EXERCISE BRIEF
Can you retype the records below line for line, keeping every character unchanged?
===== RAW DATA
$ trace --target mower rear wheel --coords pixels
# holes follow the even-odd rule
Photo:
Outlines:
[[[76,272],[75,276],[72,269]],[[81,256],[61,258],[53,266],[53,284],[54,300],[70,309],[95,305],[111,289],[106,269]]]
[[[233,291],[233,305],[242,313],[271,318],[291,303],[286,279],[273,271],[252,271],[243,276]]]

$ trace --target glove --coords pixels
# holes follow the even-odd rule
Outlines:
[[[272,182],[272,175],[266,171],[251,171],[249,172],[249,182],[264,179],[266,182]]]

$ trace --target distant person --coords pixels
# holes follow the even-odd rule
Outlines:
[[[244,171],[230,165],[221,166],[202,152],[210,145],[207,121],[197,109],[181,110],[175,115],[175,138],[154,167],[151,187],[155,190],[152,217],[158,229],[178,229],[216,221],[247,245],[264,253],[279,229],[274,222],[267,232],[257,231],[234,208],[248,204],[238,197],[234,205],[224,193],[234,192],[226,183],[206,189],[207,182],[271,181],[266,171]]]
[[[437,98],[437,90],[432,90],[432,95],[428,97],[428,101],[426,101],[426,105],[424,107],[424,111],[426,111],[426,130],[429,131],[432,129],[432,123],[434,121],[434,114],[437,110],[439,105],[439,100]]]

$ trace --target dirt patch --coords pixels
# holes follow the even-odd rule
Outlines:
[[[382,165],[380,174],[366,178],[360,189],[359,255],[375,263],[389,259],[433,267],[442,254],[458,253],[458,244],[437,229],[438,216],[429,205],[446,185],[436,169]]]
==========
CORRECT RESPONSE
$ trace --target mower rear wheel --coords pixels
# holes follow the even-odd rule
Photo:
Outlines:
[[[76,272],[75,276],[72,269]],[[81,256],[61,258],[53,266],[53,284],[54,300],[70,309],[95,305],[111,289],[106,269]]]
[[[233,291],[233,305],[242,313],[271,318],[291,303],[286,279],[273,271],[252,271],[243,276]]]

$ trace --target glove --coords pixels
# holes follow the even-odd rule
Outlines:
[[[272,182],[272,175],[266,171],[251,171],[249,172],[249,182],[264,179],[266,182]]]

$ trace --target distant person --coords pixels
# holes follow the even-odd rule
Outlines:
[[[244,171],[230,165],[221,166],[202,152],[210,145],[207,121],[197,109],[181,110],[175,115],[175,138],[154,167],[151,187],[155,190],[152,217],[158,229],[178,229],[216,221],[247,245],[264,253],[279,229],[274,222],[267,232],[257,231],[234,208],[248,204],[238,197],[234,205],[224,193],[234,192],[226,183],[206,189],[207,182],[271,181],[266,171]]]
[[[437,98],[437,90],[432,90],[432,95],[428,97],[428,101],[426,101],[426,105],[424,107],[424,111],[426,111],[426,130],[429,131],[432,129],[432,123],[434,121],[434,114],[437,110],[439,105],[439,100]]]

$ trace --target dirt patch --coords pixels
# holes follow the even-odd rule
Outlines:
[[[382,165],[380,174],[366,178],[360,189],[359,255],[375,263],[389,259],[433,267],[442,254],[458,253],[458,244],[437,229],[438,216],[429,205],[446,185],[436,169]]]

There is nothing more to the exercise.